» **Exercise input**:
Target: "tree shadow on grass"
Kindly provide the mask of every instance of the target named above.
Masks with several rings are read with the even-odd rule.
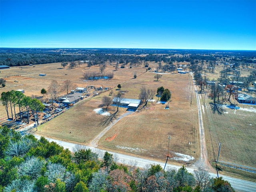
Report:
[[[113,122],[113,121],[116,119],[116,114],[117,113],[117,111],[115,112],[113,114],[110,114],[109,116],[106,116],[103,119],[102,121],[100,122],[100,124],[101,125],[104,126],[105,127],[108,126],[111,123]]]
[[[215,113],[217,112],[219,115],[222,115],[224,112],[224,109],[220,105],[214,104],[212,102],[210,103],[210,105],[213,113]]]

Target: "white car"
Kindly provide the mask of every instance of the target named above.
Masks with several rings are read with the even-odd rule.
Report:
[[[57,109],[55,110],[55,112],[59,113],[62,110],[62,109]]]
[[[50,115],[50,114],[47,114],[43,117],[43,119],[47,119],[47,118],[49,118],[50,116],[51,116],[51,115]]]

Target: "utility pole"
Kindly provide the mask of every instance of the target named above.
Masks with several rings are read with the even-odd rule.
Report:
[[[217,176],[219,178],[219,174],[218,173],[218,161],[219,160],[219,156],[220,156],[220,144],[221,143],[219,144],[219,152],[218,153],[218,157],[217,157],[217,162],[216,162],[216,170],[217,171]]]
[[[165,169],[165,166],[166,166],[166,164],[167,163],[167,161],[168,160],[168,158],[169,157],[169,146],[170,146],[170,140],[171,138],[171,137],[170,137],[170,135],[168,137],[168,139],[169,140],[168,141],[168,151],[167,152],[167,158],[166,159],[166,162],[165,162],[165,165],[164,165],[164,169]]]
[[[205,106],[204,102],[205,102],[205,96],[206,95],[206,93],[204,93],[204,106]]]

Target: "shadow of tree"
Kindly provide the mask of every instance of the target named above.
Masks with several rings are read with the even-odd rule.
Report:
[[[100,122],[100,124],[102,126],[108,126],[110,123],[113,122],[113,121],[116,119],[116,114],[117,113],[118,111],[116,111],[113,114],[111,114],[109,116],[106,116],[103,119],[102,122]]]
[[[215,104],[212,102],[210,103],[210,104],[213,113],[217,112],[218,114],[222,115],[224,112],[224,109],[219,104]]]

» **Task description**: Every record above must be given again exactly; drop the pictures.

» **Result for this exercise**:
Target: "tree shadow on grass"
Kindly provide the mask of every instance of the target named above.
Masks with several rings are read with the even-odd rule.
Report:
[[[113,122],[113,121],[116,119],[116,114],[117,113],[117,111],[115,112],[113,114],[110,114],[109,116],[106,116],[103,119],[102,121],[100,122],[100,124],[101,125],[104,126],[105,127],[108,126],[111,123]]]
[[[215,113],[217,112],[219,115],[222,115],[224,112],[224,109],[220,105],[214,104],[212,102],[210,103],[210,105],[213,113]]]

Target: "white car"
Kindly provide the mask of every instance of the target named above.
Masks with several rings are read with the even-odd rule.
Report:
[[[57,109],[55,110],[55,112],[59,113],[62,110],[62,109]]]
[[[50,115],[50,114],[47,114],[43,117],[43,119],[47,119],[47,118],[49,118],[50,116],[51,116],[51,115]]]

Target: "utility pole"
Kindly provide the mask of every instance of the target named above.
Masks with several rings are read with the even-odd rule.
Report:
[[[217,176],[219,178],[219,174],[218,173],[218,161],[219,160],[219,156],[220,156],[220,144],[221,143],[219,144],[219,152],[218,153],[218,157],[217,157],[217,162],[216,162],[216,170],[217,171]]]
[[[165,169],[165,166],[166,166],[166,164],[167,163],[167,161],[168,160],[168,158],[169,157],[169,146],[170,146],[170,140],[171,138],[171,137],[170,137],[170,135],[168,137],[168,139],[169,140],[168,141],[168,151],[167,152],[167,158],[166,159],[166,162],[165,162],[165,165],[164,165],[164,169]]]
[[[205,106],[204,102],[205,102],[205,96],[206,95],[206,93],[204,93],[204,106]]]

Target: "shadow of tree"
Kindly provide the mask of every instance of the target named above.
Masks with several rings are read with the even-odd rule.
Report:
[[[100,122],[100,124],[102,126],[108,126],[110,123],[113,122],[113,121],[116,119],[116,114],[117,113],[118,111],[116,111],[113,114],[111,114],[109,116],[106,116],[103,119],[102,122]]]
[[[215,104],[212,102],[210,103],[210,104],[213,113],[217,112],[218,114],[222,115],[224,112],[224,109],[219,104]]]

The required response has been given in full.